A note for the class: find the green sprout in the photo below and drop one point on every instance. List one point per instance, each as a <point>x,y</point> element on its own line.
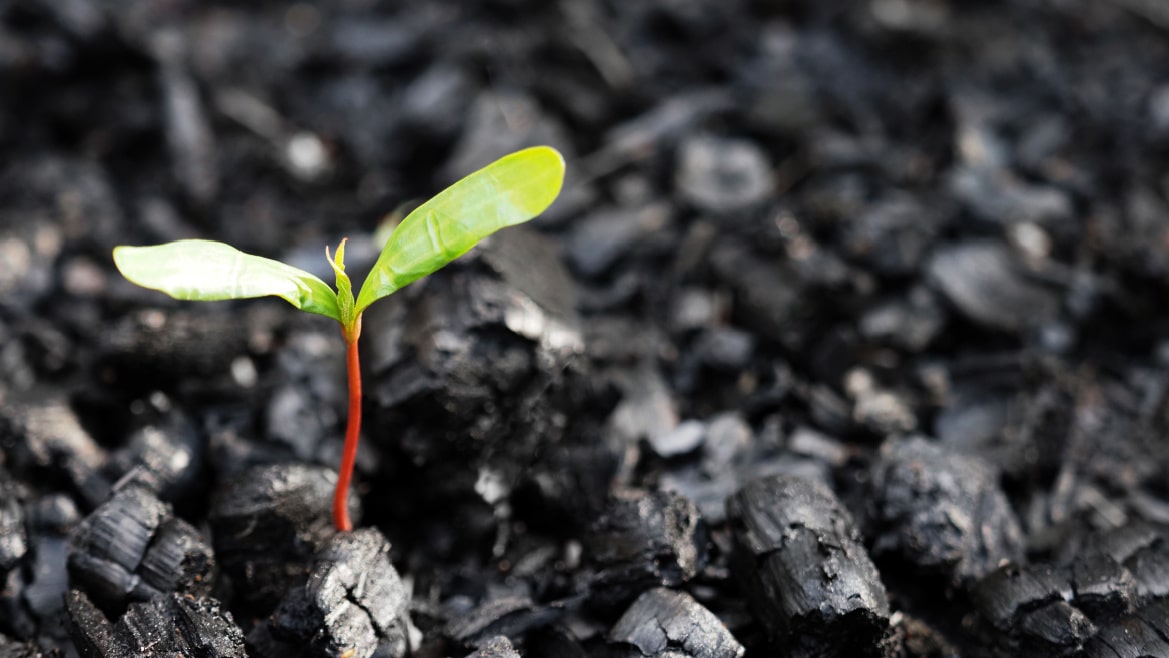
<point>507,192</point>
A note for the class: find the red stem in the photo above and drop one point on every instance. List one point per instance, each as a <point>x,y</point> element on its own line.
<point>352,433</point>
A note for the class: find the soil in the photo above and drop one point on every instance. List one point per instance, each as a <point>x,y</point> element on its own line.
<point>844,338</point>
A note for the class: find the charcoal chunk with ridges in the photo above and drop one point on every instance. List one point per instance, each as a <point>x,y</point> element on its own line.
<point>496,648</point>
<point>171,625</point>
<point>808,579</point>
<point>1145,634</point>
<point>645,539</point>
<point>166,456</point>
<point>476,371</point>
<point>941,512</point>
<point>666,623</point>
<point>353,604</point>
<point>267,525</point>
<point>133,548</point>
<point>42,438</point>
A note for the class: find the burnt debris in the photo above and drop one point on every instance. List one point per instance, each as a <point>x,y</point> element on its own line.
<point>172,624</point>
<point>133,548</point>
<point>642,540</point>
<point>663,622</point>
<point>800,559</point>
<point>267,526</point>
<point>353,604</point>
<point>941,512</point>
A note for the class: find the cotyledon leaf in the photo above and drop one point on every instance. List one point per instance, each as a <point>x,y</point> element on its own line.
<point>206,270</point>
<point>507,192</point>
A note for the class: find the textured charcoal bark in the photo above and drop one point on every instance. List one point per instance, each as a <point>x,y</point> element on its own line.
<point>267,526</point>
<point>32,598</point>
<point>940,512</point>
<point>799,556</point>
<point>42,437</point>
<point>666,623</point>
<point>496,648</point>
<point>353,604</point>
<point>476,369</point>
<point>133,548</point>
<point>166,456</point>
<point>644,539</point>
<point>1143,634</point>
<point>1088,593</point>
<point>172,624</point>
<point>510,616</point>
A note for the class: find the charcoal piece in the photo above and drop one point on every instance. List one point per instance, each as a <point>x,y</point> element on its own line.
<point>173,624</point>
<point>997,195</point>
<point>478,367</point>
<point>188,131</point>
<point>166,457</point>
<point>776,310</point>
<point>666,623</point>
<point>353,603</point>
<point>642,540</point>
<point>684,438</point>
<point>496,648</point>
<point>724,348</point>
<point>154,348</point>
<point>648,409</point>
<point>512,616</point>
<point>13,649</point>
<point>267,525</point>
<point>1011,589</point>
<point>1145,634</point>
<point>132,548</point>
<point>1057,627</point>
<point>721,174</point>
<point>940,511</point>
<point>13,539</point>
<point>986,283</point>
<point>603,237</point>
<point>910,324</point>
<point>892,235</point>
<point>42,438</point>
<point>807,575</point>
<point>1104,589</point>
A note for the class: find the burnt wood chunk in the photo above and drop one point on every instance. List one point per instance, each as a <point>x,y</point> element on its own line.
<point>645,539</point>
<point>353,604</point>
<point>168,625</point>
<point>268,524</point>
<point>42,437</point>
<point>665,623</point>
<point>807,575</point>
<point>1143,634</point>
<point>13,538</point>
<point>477,367</point>
<point>133,548</point>
<point>942,512</point>
<point>496,648</point>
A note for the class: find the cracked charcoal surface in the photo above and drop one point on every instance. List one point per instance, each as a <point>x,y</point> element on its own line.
<point>268,524</point>
<point>663,622</point>
<point>172,624</point>
<point>809,580</point>
<point>496,648</point>
<point>353,603</point>
<point>133,548</point>
<point>941,512</point>
<point>645,539</point>
<point>790,234</point>
<point>1080,602</point>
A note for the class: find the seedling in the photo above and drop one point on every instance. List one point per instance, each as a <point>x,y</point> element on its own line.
<point>507,192</point>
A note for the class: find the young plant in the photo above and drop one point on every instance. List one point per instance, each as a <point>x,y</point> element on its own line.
<point>507,192</point>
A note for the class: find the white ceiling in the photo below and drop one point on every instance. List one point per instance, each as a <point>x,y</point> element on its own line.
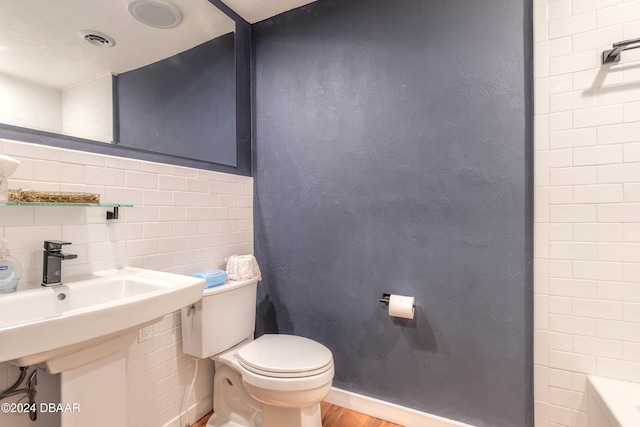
<point>39,39</point>
<point>258,10</point>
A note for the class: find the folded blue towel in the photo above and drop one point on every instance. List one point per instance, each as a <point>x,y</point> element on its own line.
<point>212,278</point>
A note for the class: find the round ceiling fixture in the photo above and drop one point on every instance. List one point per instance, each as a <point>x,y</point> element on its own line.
<point>97,38</point>
<point>158,14</point>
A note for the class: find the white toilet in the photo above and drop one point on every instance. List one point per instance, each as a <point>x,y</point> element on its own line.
<point>273,381</point>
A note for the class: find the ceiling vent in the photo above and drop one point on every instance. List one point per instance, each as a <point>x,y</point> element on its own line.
<point>97,38</point>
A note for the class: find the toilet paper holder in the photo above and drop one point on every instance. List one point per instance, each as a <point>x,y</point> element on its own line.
<point>385,299</point>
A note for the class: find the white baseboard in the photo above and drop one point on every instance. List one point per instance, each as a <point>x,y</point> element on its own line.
<point>388,411</point>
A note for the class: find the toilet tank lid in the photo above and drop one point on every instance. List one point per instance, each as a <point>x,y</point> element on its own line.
<point>285,353</point>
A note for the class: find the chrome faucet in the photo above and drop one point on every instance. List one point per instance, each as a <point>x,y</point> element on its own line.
<point>52,262</point>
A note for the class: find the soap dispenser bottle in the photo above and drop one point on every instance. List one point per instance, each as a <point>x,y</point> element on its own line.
<point>9,270</point>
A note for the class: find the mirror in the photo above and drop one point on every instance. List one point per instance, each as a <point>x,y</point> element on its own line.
<point>80,69</point>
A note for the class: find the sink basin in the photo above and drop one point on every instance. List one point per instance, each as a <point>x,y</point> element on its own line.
<point>81,321</point>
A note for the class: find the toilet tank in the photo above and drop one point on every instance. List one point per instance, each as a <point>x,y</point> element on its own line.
<point>224,317</point>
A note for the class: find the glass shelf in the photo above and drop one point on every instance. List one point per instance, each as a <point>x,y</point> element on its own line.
<point>88,205</point>
<point>110,214</point>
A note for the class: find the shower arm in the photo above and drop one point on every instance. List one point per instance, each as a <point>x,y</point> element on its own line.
<point>613,55</point>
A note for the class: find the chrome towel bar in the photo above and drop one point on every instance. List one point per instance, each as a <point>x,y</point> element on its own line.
<point>613,55</point>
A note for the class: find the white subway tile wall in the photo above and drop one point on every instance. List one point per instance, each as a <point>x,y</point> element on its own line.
<point>184,221</point>
<point>587,203</point>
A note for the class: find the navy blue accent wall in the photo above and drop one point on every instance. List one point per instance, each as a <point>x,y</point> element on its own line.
<point>184,105</point>
<point>392,143</point>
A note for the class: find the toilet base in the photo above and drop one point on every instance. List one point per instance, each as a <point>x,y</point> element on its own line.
<point>278,416</point>
<point>216,421</point>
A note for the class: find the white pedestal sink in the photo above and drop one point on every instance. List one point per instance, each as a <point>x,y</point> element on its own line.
<point>82,328</point>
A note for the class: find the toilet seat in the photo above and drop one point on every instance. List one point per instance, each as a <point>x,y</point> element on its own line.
<point>285,356</point>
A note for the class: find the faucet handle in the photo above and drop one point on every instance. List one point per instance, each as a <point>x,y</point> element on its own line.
<point>54,245</point>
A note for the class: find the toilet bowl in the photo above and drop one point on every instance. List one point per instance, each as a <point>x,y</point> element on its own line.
<point>273,381</point>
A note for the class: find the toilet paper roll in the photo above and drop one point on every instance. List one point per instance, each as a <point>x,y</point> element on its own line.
<point>402,306</point>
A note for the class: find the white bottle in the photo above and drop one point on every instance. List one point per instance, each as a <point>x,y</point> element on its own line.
<point>9,270</point>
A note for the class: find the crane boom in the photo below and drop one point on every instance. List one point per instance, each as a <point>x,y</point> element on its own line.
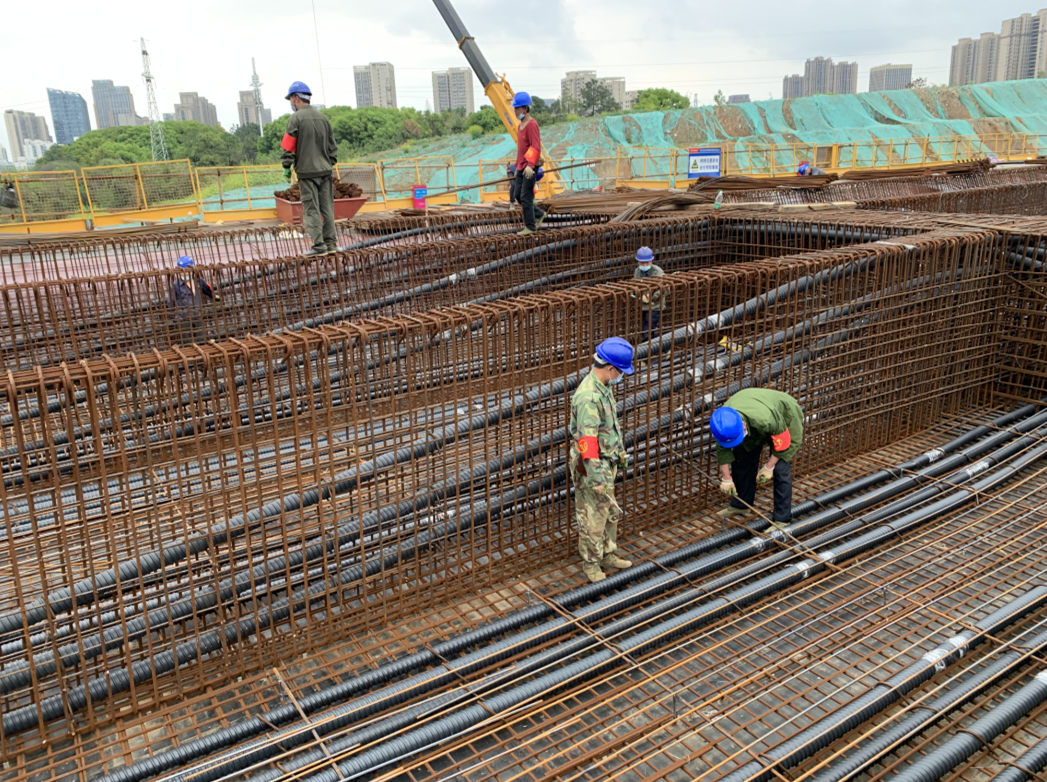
<point>497,90</point>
--- --- ---
● **Task instructions**
Without including any picture, retype the entries exactly.

● **Result of this exercise**
A note for the class: find the green sprout in the photo below and drop one point on every instance. List one point per instance, each as a <point>x,y</point> element on its own line.
<point>507,192</point>
A note for the class: find the red stem in the photo above and drop one point on every instance. List one point per instance, each as a <point>x,y</point> element on its own line.
<point>352,433</point>
A note for the class: find the soil in the photo above and drop one point on every instance. List one point per instance, each as a <point>x,y</point> element on its own line.
<point>844,338</point>
A note for the class: find the charcoal chunk with ridges in the photo above and drop one point on every instance. List one point per instance, each as a <point>x,y</point> element on its own line.
<point>496,648</point>
<point>171,625</point>
<point>808,579</point>
<point>1145,634</point>
<point>645,539</point>
<point>166,456</point>
<point>476,371</point>
<point>941,512</point>
<point>666,623</point>
<point>353,604</point>
<point>267,525</point>
<point>133,548</point>
<point>42,438</point>
A note for the class: find the burnt debris in the photo above and drop one point on every instance. List one point per instance, each as a <point>x,y</point> element on its own line.
<point>172,624</point>
<point>133,548</point>
<point>642,540</point>
<point>663,622</point>
<point>800,559</point>
<point>267,526</point>
<point>353,604</point>
<point>941,512</point>
A note for the class: find the cotyledon leaf in the photo above and drop one point on every instance. List one point per instance, each as a <point>x,y</point> element on its own line.
<point>206,270</point>
<point>507,192</point>
A note for the class: find the textured charcoal bark in the photo above and drop one point on every instance. List one point per instance, each as a <point>x,y</point> element on its own line.
<point>267,526</point>
<point>32,598</point>
<point>940,512</point>
<point>799,556</point>
<point>42,437</point>
<point>666,623</point>
<point>496,648</point>
<point>353,604</point>
<point>476,369</point>
<point>133,548</point>
<point>166,456</point>
<point>644,539</point>
<point>1143,634</point>
<point>1088,593</point>
<point>172,624</point>
<point>510,616</point>
A note for the class: find the charcoal piece in the photo above and drop one point on every instance. List one point per instance, each as a <point>x,y</point> element on its own line.
<point>173,624</point>
<point>997,195</point>
<point>478,367</point>
<point>188,131</point>
<point>166,457</point>
<point>776,310</point>
<point>666,623</point>
<point>353,603</point>
<point>642,540</point>
<point>684,438</point>
<point>496,648</point>
<point>724,348</point>
<point>154,348</point>
<point>648,409</point>
<point>512,616</point>
<point>13,649</point>
<point>267,525</point>
<point>1011,589</point>
<point>1145,634</point>
<point>132,548</point>
<point>1057,627</point>
<point>721,174</point>
<point>940,511</point>
<point>13,539</point>
<point>986,283</point>
<point>603,237</point>
<point>910,324</point>
<point>892,235</point>
<point>42,438</point>
<point>807,575</point>
<point>1104,589</point>
A note for the class: find the burnt wood chunk in the photo above and drop one point on every instance. List one point per instance, each as a <point>x,y</point> element on its own line.
<point>645,539</point>
<point>353,604</point>
<point>168,625</point>
<point>268,524</point>
<point>42,437</point>
<point>665,623</point>
<point>807,575</point>
<point>1143,634</point>
<point>13,538</point>
<point>477,367</point>
<point>133,548</point>
<point>942,512</point>
<point>496,648</point>
A note for the class: find the cracked charcoal surface in the photo above and drop one point on every instance. List one point per instance, each as a <point>x,y</point> element on its own line.
<point>268,524</point>
<point>663,622</point>
<point>172,624</point>
<point>809,580</point>
<point>496,648</point>
<point>353,603</point>
<point>133,548</point>
<point>941,512</point>
<point>645,539</point>
<point>790,234</point>
<point>1080,602</point>
A note for the class: find the seedling in the photo above and drop one point on every instance. List one point per instance, each as a <point>x,y</point> element on its own line.
<point>507,192</point>
A note for the class: find the young plant in the photo above and drop one point on every instance. List one point per instance, each as a <point>x,y</point> element on its own line.
<point>507,192</point>
A note for the class: find the white ceiling in the photo below and drop one point on every instance. List one point per instance, each as a <point>x,y</point> element on its own line.
<point>39,39</point>
<point>258,10</point>
A note for the class: find the folded blue towel in the photo above and drop one point on every instance. List one point per instance, each as a <point>x,y</point> element on its own line.
<point>212,278</point>
A note for the class: find the round ceiling fixture in the photo above and drop one point on every instance. List one point per instance, each as a <point>x,y</point> element on its own line.
<point>97,38</point>
<point>158,14</point>
A note for the class: find the white toilet in the photo above and drop one point on every instance. List one point per instance, each as a <point>x,y</point> element on its own line.
<point>273,381</point>
A note for the class: find the ceiling vent in the photo above and drop one point on every instance. List one point per instance, each as a <point>x,y</point> element on its own line.
<point>97,38</point>
A note for the class: find the toilet paper holder in the photo above and drop one point on every instance. List one point per instance, each as a <point>x,y</point> element on its own line.
<point>385,299</point>
A note for the class: find the white baseboard in the photo above and drop one point on every instance. List one point per instance, each as a <point>x,y</point> element on its own line.
<point>388,411</point>
A note for the class: find the toilet tank lid in the photo above and drop one point on every instance. List one point per instance, each as a <point>x,y</point> element on its own line.
<point>285,353</point>
A note for the class: find the chrome faucet in the photo above and drop one point on every instance. List one point per instance, each as a <point>x,y</point> element on its own line.
<point>52,262</point>
A note for the class: find the soap dispenser bottle in the photo above and drop one point on every instance. List one point per instance, each as a <point>x,y</point> element on its own line.
<point>9,270</point>
A note for the class: find the mirror in the photo above and drop one point on every instance. List one point per instance, each as a <point>x,y</point> element on its own line.
<point>80,69</point>
A note for the class: find the sink basin in the photo above and drop one point on every instance. List one point per instance, each as a <point>x,y</point> element on its own line.
<point>81,321</point>
A note for the class: find the toilet tank in the photo above and drop one point on every instance. List one point per instance, each as a <point>x,y</point> element on its own line.
<point>224,317</point>
A note for the class: find the glass shelf in the photo above and drop one point on every instance. List one point per instance, each as a <point>x,y</point> element on its own line.
<point>88,205</point>
<point>110,214</point>
A note for the class: find the shower arm in the photo above and drop one point on every instance. List one point per instance, each as a <point>x,y</point> element on its own line.
<point>613,55</point>
A note for the class: find the chrome towel bar in the photo above and drop one point on every instance. List one point per instance, each as a <point>x,y</point> element on its own line.
<point>613,55</point>
A note for the class: find the white subway tile wall in the photo above and drop one point on every instance. List one point per instance, each as a <point>x,y</point> element on its own line.
<point>184,221</point>
<point>587,203</point>
A note for the class: find the navy blue accent wall in the photo above and drop one point on every instance. List one point per instance, each as a <point>x,y</point> element on its own line.
<point>184,105</point>
<point>392,143</point>
A note for the class: find the toilet base in the photo above and drop one point on every instance. List one point per instance, each as a <point>x,y</point> element on its own line.
<point>278,416</point>
<point>216,421</point>
A note for the class: find the white pedestal sink in the photo above and drop one point on every instance. List one point per instance, each as a <point>x,y</point> element on its own line.
<point>82,328</point>
A note for the class: find the toilet seat in the photo above and drop one point on every instance. List one point per instance, each as a <point>x,y</point> element on its own line.
<point>285,356</point>
A note for the class: find the faucet handle in the photo above and drop one point on every instance. List one point per instance, each as a <point>x,y</point> element on its own line.
<point>54,245</point>
A note for the class: find the toilet bowl in the photo above and drop one point on every instance. List one point per instance, each as a <point>x,y</point> element on its own line.
<point>273,381</point>
A note for the class: find the toilet paper roll in the photo above and drop one point on every instance. List one point per instance, each as a <point>x,y</point> element on its own line.
<point>402,306</point>
A note for the class: find the white bottle in the photo above and drop one point on every instance. List one point per instance, each as a <point>x,y</point> element on its own line.
<point>9,270</point>
A note for the class: find the crane boom in the photo below and drop one point on every instance. List one point per instance, each as a <point>x,y</point> element on its own line.
<point>497,90</point>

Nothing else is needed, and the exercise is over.